▸ **The input**:
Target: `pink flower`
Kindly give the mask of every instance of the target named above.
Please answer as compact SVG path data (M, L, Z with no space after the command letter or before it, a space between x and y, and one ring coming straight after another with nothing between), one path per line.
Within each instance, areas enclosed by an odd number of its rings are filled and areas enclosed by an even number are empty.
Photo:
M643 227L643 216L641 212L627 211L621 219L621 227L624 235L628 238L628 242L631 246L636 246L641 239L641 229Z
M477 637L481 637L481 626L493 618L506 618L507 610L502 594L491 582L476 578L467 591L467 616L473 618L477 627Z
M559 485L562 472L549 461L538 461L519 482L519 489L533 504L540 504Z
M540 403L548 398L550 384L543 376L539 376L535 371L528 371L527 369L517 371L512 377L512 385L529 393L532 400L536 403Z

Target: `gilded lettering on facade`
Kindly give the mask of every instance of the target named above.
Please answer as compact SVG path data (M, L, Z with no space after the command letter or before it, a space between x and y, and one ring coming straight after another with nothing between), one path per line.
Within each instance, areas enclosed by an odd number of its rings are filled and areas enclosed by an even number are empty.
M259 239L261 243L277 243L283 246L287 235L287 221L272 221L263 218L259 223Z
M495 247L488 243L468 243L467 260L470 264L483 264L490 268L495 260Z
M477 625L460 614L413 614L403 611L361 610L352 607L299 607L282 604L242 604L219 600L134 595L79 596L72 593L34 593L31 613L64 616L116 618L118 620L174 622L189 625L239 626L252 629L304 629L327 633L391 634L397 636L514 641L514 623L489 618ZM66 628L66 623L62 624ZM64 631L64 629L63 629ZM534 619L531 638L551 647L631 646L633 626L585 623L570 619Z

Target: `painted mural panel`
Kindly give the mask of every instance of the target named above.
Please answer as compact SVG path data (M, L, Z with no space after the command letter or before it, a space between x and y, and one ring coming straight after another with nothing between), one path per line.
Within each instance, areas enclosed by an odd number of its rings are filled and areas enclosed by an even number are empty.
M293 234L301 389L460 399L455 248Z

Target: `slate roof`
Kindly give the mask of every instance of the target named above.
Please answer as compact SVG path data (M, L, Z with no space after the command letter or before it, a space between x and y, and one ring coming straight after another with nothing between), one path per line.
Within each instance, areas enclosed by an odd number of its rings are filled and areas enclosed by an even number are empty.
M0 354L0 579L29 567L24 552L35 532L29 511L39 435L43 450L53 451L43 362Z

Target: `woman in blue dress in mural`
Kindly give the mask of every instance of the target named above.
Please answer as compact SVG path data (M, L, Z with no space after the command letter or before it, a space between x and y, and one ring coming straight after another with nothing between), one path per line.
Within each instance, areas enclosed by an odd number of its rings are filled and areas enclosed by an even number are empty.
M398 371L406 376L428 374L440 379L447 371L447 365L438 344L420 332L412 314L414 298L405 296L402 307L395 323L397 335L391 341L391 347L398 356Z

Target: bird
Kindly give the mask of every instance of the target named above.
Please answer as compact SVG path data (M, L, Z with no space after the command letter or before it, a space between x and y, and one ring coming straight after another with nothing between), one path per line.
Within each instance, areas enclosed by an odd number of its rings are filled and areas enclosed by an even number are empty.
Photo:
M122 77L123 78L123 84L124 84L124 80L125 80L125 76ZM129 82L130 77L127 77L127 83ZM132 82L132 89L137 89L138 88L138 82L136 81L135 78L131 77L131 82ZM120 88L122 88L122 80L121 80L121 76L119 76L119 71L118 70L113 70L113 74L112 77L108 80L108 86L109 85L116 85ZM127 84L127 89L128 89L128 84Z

▸ **Aim of the task**:
Please return all of the items above word for word, changing nothing and leaving nothing out.

▸ **Task response**:
Target: `pink flower`
Kindly give the mask of every instance of the target named above.
Please answer as compact SVG path data (M, L, Z with no space after the command letter or before it, a space between x and y, and one ring coming straight after another with nothing between), one path per line.
Within each instance, areas enclosed by an odd number of its rings are filled and areas enclosed by an even number are empty.
Photo:
M643 227L643 216L641 212L627 211L621 219L621 227L624 235L628 238L628 242L631 246L636 246L641 239L641 229Z
M477 637L481 637L481 626L493 618L506 618L507 610L502 594L491 582L476 578L467 591L467 616L473 618L477 627Z
M559 485L562 472L549 461L538 461L519 482L519 489L533 504L540 504Z
M540 403L548 398L550 384L543 376L539 376L535 371L528 371L527 369L517 371L512 377L512 385L529 393L532 400L536 403Z

Target: `gilded lettering on facade`
Kindly give the mask of every instance of the target named above.
Please answer as compact SVG path data (M, L, Z with no space after the command letter or before it, a space between x and y, and one ring coming straight after another with nothing between), one path per line.
Within each instance, areas enclosed by an odd number of its rings are filled and areas enclosed by an even number are empty.
M259 239L261 243L277 243L283 246L287 235L287 221L272 221L263 218L259 223Z
M495 247L488 243L468 243L467 260L470 264L483 264L490 268L495 260Z
M477 625L460 614L413 614L403 611L361 610L352 607L299 607L282 604L242 604L219 600L134 595L79 596L72 593L34 593L31 613L64 616L116 618L118 620L174 622L189 625L239 626L252 629L304 629L327 633L391 634L397 636L514 641L514 623L489 618ZM66 628L66 623L62 624ZM64 631L64 629L63 629ZM534 619L531 638L551 647L631 646L633 626L585 623L570 619Z

Target: `painted mural panel`
Kindly give the mask of every instance of the target named above.
Please answer as compact SVG path data (M, L, Z with no space after the command letter or before it, a space between x and y, and one ring coming straight after another with nothing between), one path per line.
Within each instance, areas enclosed by an odd number of its rings are filled and areas enclosed by an even number are empty.
M293 234L301 389L460 399L455 248Z

Target: `slate roof`
Kindly give the mask of every instance of the target named above.
Please answer as compact SVG path data (M, L, Z with no space after the command letter or before it, a space between x and y, and one ring coming straight after another with nothing between), one path per line.
Within each instance, areas enclosed by an odd number of its rings are filled and areas enclosed by an even number are empty.
M0 354L0 579L29 567L24 552L35 532L29 511L39 435L43 450L53 451L43 362Z

Target: `woman in blue dress in mural`
Kindly give the mask of every instance of the target named above.
Please answer as compact SVG path data (M, L, Z with no space after the command letter or before it, a space between x and y, and one ring coming straight after another with nothing between), one path per line.
Within each instance, areas enclosed by an odd number of its rings are filled and areas enclosed by an even number are empty.
M398 371L406 376L428 374L440 379L447 371L447 365L438 344L420 332L412 314L414 298L405 296L402 307L395 323L397 335L391 341L391 347L398 356Z

Target: bird
Kindly give the mask of every instance of the target named above.
Please answer as compact SVG path data (M, L, Z with no space after the command letter or before it, a space between x and y, and one ring coming straight after another with nothing between), one path per line.
Within each instance, areas enclosed by an odd number of its rings are filled and areas enclosed by an even number are empty.
Photo:
M122 77L123 78L123 84L124 84L124 80L125 80L125 76ZM129 82L130 77L127 77L127 83ZM132 82L132 89L137 89L138 88L138 82L136 81L135 78L131 77L131 82ZM120 88L122 88L122 80L121 80L121 76L119 76L119 71L118 70L113 70L113 74L112 77L108 80L108 86L109 85L116 85ZM127 84L127 89L128 89L128 84Z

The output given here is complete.